» Extracted text:

--- Begin ---

A Story As Old As Time: A Failed Hunt

Updated: Nov 20, 2019


I waited to write this story until I knew for sure it was over, at least for this year. On October 30th, I bought a Pennsylvania archery hunting license at 4:32 with the intention of hunting a mature whitetail buck, and at 6:05, I was looking through my peep sight at one of the biggest bucks I’ve ever seen while hunting, on a random chunk of state land I had never been to before. I had a string of good luck in New York this season. I’ve been seeing deer almost every time I’ve gone out, had a few close calls, and successfully filled both my bow tags and my freezer by October 26th. I was happy to have a full freezer but torn about what to do next. Hunting the pre-rut and rut are my favorite times of year, particularly the pre-rut, when things really start to turn on and deer start reacting to calls. I live less than fifteen minutes from the PA border, and realized there was a solution to my problem: buy an out of state license, and see how far this good luck streak would go. I sat with it for a couple days before running it by my partner. I asked if she would leave me if I extended my season a bit and kept the obsession going a little bit longer. She smiled over an apprehensive look, and said, “No, I don’t think so.” And the next day I was headed over the border.

I picked up my license and headed to the nearest chunk of state land. I’ve come to realize I have pretty good instincts about figuring out where good bucks, and deer in general, like to live. I passed a few pull-offs before my instincts starting checking the boxes: apple trees, a water source, lots of oak trees, and a pretty good sized mountain, (by Pennsylvania standards). I suited up, grabbed my bow, and headed up the hill. I left my climber in the truck, not having time to set it up anyway, and figured this trip would be a little exploratory mission for future hunts. Maybe I would get lucky and find a good spot to hunt the next few weeks.

--- End ---

» Information given:
--- Begin ---

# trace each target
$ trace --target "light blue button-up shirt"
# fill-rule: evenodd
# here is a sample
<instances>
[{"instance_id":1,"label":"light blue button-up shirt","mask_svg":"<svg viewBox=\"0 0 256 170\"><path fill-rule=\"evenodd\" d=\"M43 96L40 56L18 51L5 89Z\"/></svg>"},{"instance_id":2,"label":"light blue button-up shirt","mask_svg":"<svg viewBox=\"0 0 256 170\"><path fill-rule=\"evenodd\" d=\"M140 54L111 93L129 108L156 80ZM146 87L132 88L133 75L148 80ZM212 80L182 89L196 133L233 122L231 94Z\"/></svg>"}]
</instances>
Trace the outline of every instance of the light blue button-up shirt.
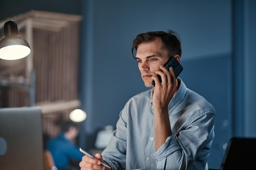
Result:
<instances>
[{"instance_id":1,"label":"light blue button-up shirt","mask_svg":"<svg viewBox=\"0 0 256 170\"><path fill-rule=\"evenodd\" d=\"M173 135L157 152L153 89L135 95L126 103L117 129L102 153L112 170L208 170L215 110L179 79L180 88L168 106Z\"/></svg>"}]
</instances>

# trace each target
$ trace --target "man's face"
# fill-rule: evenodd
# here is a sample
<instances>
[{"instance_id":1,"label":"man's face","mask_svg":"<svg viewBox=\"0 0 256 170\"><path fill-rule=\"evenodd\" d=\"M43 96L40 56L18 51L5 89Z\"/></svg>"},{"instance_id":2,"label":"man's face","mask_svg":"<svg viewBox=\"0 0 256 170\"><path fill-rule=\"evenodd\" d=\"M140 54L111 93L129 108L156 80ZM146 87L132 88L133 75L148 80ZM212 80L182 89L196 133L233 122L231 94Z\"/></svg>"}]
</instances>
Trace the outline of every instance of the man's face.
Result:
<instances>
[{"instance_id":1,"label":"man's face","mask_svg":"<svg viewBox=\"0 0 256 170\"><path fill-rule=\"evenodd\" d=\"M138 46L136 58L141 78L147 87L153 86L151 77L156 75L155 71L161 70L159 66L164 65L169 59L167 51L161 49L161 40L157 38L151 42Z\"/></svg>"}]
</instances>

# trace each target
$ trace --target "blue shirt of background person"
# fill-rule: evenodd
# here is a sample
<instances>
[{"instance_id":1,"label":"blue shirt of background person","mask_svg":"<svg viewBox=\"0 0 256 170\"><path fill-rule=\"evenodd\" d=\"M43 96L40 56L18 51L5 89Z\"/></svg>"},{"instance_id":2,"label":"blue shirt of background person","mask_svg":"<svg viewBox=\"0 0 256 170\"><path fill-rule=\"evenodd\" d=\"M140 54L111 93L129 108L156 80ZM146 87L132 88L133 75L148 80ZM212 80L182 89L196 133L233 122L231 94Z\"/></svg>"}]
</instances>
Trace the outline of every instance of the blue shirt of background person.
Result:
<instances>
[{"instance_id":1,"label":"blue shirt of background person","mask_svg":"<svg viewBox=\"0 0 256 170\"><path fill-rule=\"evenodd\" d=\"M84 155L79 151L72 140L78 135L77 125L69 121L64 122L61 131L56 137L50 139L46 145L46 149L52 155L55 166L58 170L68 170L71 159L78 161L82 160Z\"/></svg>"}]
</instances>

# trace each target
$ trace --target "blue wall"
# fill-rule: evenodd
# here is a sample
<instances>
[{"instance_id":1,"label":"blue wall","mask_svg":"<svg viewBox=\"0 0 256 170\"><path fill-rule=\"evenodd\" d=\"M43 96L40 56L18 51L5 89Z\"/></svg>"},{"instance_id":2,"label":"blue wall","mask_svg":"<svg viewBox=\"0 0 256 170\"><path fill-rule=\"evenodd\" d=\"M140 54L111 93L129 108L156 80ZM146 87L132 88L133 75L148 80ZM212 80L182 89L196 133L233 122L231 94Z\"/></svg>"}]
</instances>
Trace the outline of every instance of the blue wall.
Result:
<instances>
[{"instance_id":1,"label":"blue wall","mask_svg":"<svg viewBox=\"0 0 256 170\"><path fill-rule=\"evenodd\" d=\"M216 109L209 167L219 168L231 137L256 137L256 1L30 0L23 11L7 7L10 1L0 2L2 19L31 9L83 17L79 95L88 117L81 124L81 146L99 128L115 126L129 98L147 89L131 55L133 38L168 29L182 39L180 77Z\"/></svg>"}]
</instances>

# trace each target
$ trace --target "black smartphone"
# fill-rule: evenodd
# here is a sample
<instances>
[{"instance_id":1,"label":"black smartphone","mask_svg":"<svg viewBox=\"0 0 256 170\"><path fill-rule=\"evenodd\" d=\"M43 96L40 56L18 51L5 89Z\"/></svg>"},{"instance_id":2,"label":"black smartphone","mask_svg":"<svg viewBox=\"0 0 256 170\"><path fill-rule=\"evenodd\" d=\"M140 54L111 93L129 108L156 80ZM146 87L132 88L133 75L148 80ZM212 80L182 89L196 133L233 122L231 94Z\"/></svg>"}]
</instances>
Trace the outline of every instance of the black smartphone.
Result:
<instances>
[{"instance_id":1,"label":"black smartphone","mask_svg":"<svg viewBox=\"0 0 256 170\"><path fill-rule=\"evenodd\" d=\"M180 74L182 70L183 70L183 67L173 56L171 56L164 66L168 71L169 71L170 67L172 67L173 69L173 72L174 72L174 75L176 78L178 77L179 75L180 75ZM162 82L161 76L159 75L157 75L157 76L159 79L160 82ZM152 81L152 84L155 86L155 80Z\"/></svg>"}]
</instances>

--- End ---

» Tasks to perform:
A. Reproduce the passage of the hunting story from "I picked up" up to and including "next few weeks.".
B. Based on the hunting story, say whether each statement agrees with it, answering yes or no and quoting the words that decide it. (i) The Pennsylvania license was bought on October 30th at 4:32. (ii) The writer carried the climber up the hill. (iii) The writer lives more than an hour from the Pennsylvania border.

» Task-by-task outputs:
A.
I picked up my license and headed to the nearest chunk of state land. I’ve come to realize I have pretty good instincts about figuring out where good bucks, and deer in general, like to live. I passed a few pull-offs before my instincts starting checking the boxes: apple trees, a water source, lots of oak trees, and a pretty good sized mountain, (by Pennsylvania standards). I suited up, grabbed my bow, and headed up the hill. I left my climber in the truck, not having time to set it up anyway, and figured this trip would be a little exploratory mission for future hunts. Maybe I would get lucky and find a good spot to hunt the next few weeks.

B.
(i) Yes: "On October 30th, I bought a Pennsylvania archery hunting license at 4:32"
(ii) No: "I left my climber in the truck"
(iii) No: "I live less than fifteen minutes from the PA border"